## PROBLEM
Below are entries to be transcribed exactly; exclude the pictures from the copy.

━━━ RECORDS TO USE

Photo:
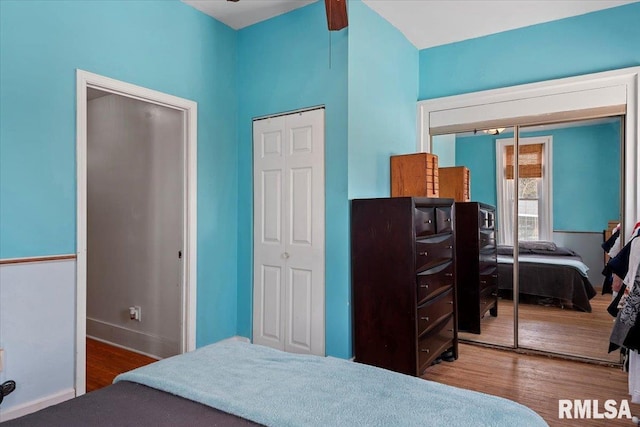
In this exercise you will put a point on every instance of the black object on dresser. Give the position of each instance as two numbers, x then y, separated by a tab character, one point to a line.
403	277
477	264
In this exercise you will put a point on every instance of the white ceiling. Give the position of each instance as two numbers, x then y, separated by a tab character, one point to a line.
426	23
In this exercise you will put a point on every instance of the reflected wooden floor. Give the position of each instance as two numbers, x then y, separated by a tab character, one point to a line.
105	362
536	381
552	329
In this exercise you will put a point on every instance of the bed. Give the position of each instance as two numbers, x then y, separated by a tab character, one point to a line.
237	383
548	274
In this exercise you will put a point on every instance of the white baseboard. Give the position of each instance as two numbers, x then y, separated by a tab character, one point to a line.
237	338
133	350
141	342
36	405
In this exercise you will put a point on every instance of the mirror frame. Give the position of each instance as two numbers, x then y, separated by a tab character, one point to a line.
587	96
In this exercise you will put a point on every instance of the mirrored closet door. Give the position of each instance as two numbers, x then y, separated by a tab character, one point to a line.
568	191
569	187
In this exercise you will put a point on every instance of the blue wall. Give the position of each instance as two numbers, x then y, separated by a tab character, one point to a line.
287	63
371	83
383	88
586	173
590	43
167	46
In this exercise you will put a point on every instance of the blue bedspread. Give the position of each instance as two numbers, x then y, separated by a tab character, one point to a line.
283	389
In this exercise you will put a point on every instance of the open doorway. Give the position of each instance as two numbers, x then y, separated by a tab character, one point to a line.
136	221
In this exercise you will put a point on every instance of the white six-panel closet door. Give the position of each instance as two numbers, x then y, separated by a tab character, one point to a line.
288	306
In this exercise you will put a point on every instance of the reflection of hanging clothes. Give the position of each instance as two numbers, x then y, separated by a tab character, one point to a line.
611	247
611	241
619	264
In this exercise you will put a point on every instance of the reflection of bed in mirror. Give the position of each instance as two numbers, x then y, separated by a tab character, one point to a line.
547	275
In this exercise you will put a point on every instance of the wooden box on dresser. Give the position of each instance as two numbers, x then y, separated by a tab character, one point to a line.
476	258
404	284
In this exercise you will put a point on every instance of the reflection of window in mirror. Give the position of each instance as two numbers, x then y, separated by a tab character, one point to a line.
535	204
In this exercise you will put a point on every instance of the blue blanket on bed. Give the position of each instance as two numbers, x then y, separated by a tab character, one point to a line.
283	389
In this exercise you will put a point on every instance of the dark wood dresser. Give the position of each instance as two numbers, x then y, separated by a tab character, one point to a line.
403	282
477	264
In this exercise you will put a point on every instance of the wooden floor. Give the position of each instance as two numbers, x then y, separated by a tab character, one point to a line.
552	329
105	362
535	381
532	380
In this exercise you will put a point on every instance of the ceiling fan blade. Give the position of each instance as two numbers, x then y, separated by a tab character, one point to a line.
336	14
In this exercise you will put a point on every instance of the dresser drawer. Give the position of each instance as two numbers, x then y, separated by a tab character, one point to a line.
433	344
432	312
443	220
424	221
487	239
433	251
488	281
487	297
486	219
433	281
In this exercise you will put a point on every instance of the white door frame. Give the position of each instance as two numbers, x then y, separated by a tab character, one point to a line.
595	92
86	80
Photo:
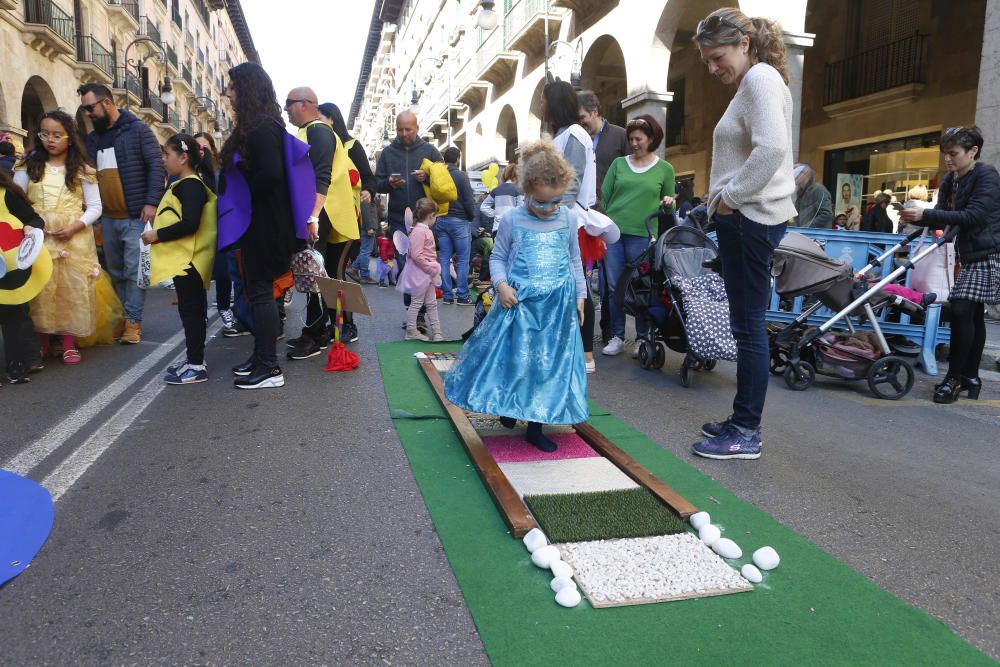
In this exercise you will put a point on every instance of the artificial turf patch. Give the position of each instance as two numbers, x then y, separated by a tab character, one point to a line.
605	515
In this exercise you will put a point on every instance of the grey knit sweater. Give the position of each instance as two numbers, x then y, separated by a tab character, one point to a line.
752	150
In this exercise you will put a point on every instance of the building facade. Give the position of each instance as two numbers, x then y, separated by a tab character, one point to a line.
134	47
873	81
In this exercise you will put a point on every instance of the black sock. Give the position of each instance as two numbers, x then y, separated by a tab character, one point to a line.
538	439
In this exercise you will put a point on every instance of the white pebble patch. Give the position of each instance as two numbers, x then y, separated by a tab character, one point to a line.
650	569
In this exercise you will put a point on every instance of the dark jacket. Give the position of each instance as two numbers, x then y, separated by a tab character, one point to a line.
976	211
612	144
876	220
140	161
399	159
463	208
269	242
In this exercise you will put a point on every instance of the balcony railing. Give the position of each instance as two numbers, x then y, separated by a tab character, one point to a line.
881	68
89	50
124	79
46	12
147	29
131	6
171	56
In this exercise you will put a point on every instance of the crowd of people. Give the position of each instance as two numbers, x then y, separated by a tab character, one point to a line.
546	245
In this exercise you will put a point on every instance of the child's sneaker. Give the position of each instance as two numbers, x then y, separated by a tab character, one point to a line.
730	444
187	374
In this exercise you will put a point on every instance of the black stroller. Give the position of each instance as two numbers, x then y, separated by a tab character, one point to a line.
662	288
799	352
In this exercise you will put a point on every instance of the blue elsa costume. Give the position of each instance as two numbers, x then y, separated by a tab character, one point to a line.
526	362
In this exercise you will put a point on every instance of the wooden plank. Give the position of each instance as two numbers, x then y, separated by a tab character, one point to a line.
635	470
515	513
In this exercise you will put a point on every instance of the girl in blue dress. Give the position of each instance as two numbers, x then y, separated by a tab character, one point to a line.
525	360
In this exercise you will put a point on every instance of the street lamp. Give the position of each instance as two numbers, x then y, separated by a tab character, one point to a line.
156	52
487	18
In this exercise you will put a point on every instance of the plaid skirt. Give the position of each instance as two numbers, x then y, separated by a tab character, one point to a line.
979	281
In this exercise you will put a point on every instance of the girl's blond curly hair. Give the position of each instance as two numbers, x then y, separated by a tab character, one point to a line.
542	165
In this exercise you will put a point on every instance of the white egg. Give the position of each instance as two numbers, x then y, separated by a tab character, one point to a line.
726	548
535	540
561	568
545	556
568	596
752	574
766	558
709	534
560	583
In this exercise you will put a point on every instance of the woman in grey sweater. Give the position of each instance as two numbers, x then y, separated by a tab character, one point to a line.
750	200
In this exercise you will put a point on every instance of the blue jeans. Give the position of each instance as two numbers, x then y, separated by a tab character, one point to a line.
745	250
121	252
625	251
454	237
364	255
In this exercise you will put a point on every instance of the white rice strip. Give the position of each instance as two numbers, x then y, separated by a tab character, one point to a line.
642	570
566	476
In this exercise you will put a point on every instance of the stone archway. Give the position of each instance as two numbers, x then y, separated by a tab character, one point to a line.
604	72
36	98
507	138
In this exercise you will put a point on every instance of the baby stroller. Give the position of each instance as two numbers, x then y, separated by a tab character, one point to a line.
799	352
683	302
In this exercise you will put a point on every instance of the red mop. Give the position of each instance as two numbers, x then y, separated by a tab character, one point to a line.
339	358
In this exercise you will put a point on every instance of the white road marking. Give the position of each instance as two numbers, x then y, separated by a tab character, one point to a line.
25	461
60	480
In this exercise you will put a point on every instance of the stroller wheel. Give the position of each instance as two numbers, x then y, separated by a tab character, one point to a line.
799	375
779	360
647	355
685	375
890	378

━━━━━━

## RESULT
Photo:
In this exercise you will put a point on every instance of the black object on dresser. Give the position of each instance as two numbers, x then y, separated by a tab character, one point to a line.
403	277
477	264
In this exercise you will put a point on every instance of the white ceiling. Give the position of each instance as two numbers, x then y, separated by a tab character, one point to a line.
426	23
In this exercise you will put a point on every instance of the reflected wooden floor. Give the position of each instance as two numbers, x then y, separated by a tab character, one point to a line.
105	362
536	381
552	329
In this exercise you will put a point on every instance of the bed. Give the position of each instance as two numbers, x then y, separated by a tab character, one point to a line.
237	383
548	274
In this exercise you will put a point on every instance of the white baseboard. Give the position of each instance as two numbers, x then y, separated by a tab character, one point to a line.
237	338
133	350
141	342
36	405
In this exercise you will put a point on every instance of the mirror frame. Give the position of each instance as two numbers, x then y, separated by a tab character, one point to a line.
587	96
In this exercise you will put a point on every instance of the mirrored closet door. Give the position of each instance as two numbers, x then y, separated by a tab character, one point to a line.
568	191
569	187
In this exercise you will put a point on every instance of the blue wall. Give the position of each instance as two numbers, x then y, separated by a tab character, one point to a line.
287	63
371	83
383	88
586	173
590	43
167	46
In this exercise you will put a point on every instance of the blue bedspread. Give the position of each instance as two numbers, x then y, separated by a tab character, one point to a line.
283	389
In this exercise you will put a point on every instance of the open doorway. Give the position of each instance as two numbers, x then y, separated by a tab character, one point to a line.
136	221
In this exercise you will put a point on every instance of the white six-panel closet door. Give the position of each instance as two numbers, x then y, separated by a tab character, one point to a line.
288	306
In this exercise you will put a point on every instance of the reflection of hanging clothes. Give the position of each instance as two numbers, x then y, separated by a tab character, one point to a line.
611	247
611	241
619	264
In this exercise you will put a point on every instance of the reflection of bed in mirror. Give the position of each instance as two numbers, x then y, separated by a tab character, one point to a line.
547	275
In this exercise you will put a point on every instance of the wooden box on dresser. Give the position of each instance as two numbers, x then y, separated by a tab character, one point to a line.
476	258
404	284
In this exercise you will put a point on every instance of the reflection of window in mirror. Give the position of each instance as two numbers, x then y, separated by a tab character, one point to a line.
535	204
In this exercise you will put a point on every instance of the blue blanket on bed. Give the position of each instance as two numbers, x then y, separated by a tab character, one point to a line.
283	389
In this exercise you will put a point on every instance of the dark wood dresser. Give the position of each instance as two numbers, x then y, separated by a tab character, one point to a line.
403	282
477	264
In this exercise you will put a point on every instance of the wooden floor. Give the position of each instance as two numbers, x then y, separated by a tab character, one point to a line.
552	329
105	362
535	381
532	380
In this exercise you will put a point on every instance of the ceiling fan blade. Give the position of each instance as two numbers, x then y, separated by a tab character, one point to a line.
336	14
In this exercise you will put a point on every instance of the dresser drawer. Give the position of each instance as two numbers, x then y, separated by a tab character, one point to a line.
433	344
432	312
443	220
424	221
487	239
433	251
488	281
487	297
486	219
433	281
In this exercise you will put a point on every instance of the white door frame. Give the position of each instance as two numbers, x then y, separated by a tab character, one point to a line.
595	92
86	80
Photo:
In this exercise you will put a point on every instance of the artificial turf patch. Give the position of each instance as two numbers, x then y, separated by a tab character, one point to a line.
605	515
In this exercise you will put a point on every instance of the grey knit sweater. Give the position of each instance as two numbers, x then y, separated by a tab character, one point to a line.
752	150
In this exercise you will put a point on every instance of the building facade. Give the position of each instance as two numbers, x then y, separated by a tab character, one point to a line.
134	47
873	81
In this exercise you will put a point on every instance of the black sock. Give the position of each instance as two numbers, x then y, separated by a tab character, one point to a line.
538	439
In this exercise you will put a point on every instance of the white pebble patch. Give the position of each instance as two numbers, x then y, separated by a tab character, one point to a line.
650	569
In this exercise you will put a point on every instance of the dark jacket. Give the position of each instance as two numbers, x then y, separated by a tab character, one point to a line.
976	211
612	144
876	220
140	161
399	159
463	208
269	242
In this exercise you will put a point on every instance of the balcony railing. Give the position of each instance as two numbers, x then y, separated by a tab character, one point to a line.
881	68
89	50
124	79
46	12
147	29
131	6
171	56
In this exercise you will put a point on every instance of the crowd of people. Give the position of each instance as two numbers, x then y, separated by a tab character, one point to a line.
546	245
In this exercise you will put a point on every instance of the child's sneaker. Give the position of each instance as two numbers, x then y, separated by a tab character, one point to a line.
730	444
187	374
In this exercise you will put a point on every instance of the black stroller. Give the position of each instance as two numbers, x then y, separated by a tab character, one point to a line.
662	288
799	352
In this exercise you will put a point on every instance of the blue elsa costume. Give the position of each instance as two numbers, x then y, separated by a tab character, one point to a line.
526	362
In this exercise you will put a point on every instance of the wooden plank. Give the position of each instance as two numbers, x then y, separated by a tab character, one point to a line.
635	470
515	513
In this exercise you will put a point on every instance of the girl in blue dress. Give the position of each instance as two numbers, x then y, separated by a tab character, one point to a line.
525	360
In this exercise you will put a point on every instance of the street lamp. Give the position of each instance as two numbers, x then y, separated by a tab character, one point to a line.
156	52
487	18
In this exercise you will put a point on every instance of the plaid skirt. Give the position of each instance as two numbers, x then y, separated by a tab character, one point to a line.
979	281
In this exercise you will put a point on every instance of the girl's blond curly hair. Give the position of each instance as two numbers, x then y, separated by a tab character, one point to a line.
542	165
In this exercise you will put a point on every instance of the white egg. Give the position of each instance as two numbers, x then y, separated by a tab character, one point to a line.
726	548
535	540
561	568
545	556
568	596
752	574
766	558
709	534
560	583
In this exercise you will put a point on every instance of the woman in grey sweater. Give the position of each instance as two numbers, x then y, separated by a tab character, one point to a line.
750	200
In this exercise you will put a point on every instance of the blue jeans. Give the position of each instance as two numbers, x then y, separated by a tab character, one point to a line.
745	250
121	252
625	251
454	237
364	255
In this exercise you will put a point on every instance of the white rice strip. Give the position of each instance as two numbers, x then y, separated by a tab character, one point to a line.
642	570
566	476
In this exercise you will put a point on every instance of the stone archway. Give the position of each instance as two numbers, x then y, separated by a tab character, one point to a line.
604	72
36	98
507	138
In this exercise you will put a point on every instance of the baby stroller. Give the position of each instance as two numbers, x then y, separated by a tab character, one point to a line.
799	352
683	302
In this exercise you will put a point on every instance of the red mop. Give the position of each instance as two numbers, x then y, separated by a tab character, one point to a line.
339	358
In this exercise you will put a point on every instance of the white road marking. Give the position of each instance as two numbers, x then y, separated by a tab character, one point to a line.
25	461
60	480
In this exercise you will put a point on every instance of the stroller wheel. Give the position of each instance as two numbers, x then y, separated by a tab character, one point to a line.
799	375
779	360
647	355
685	375
890	378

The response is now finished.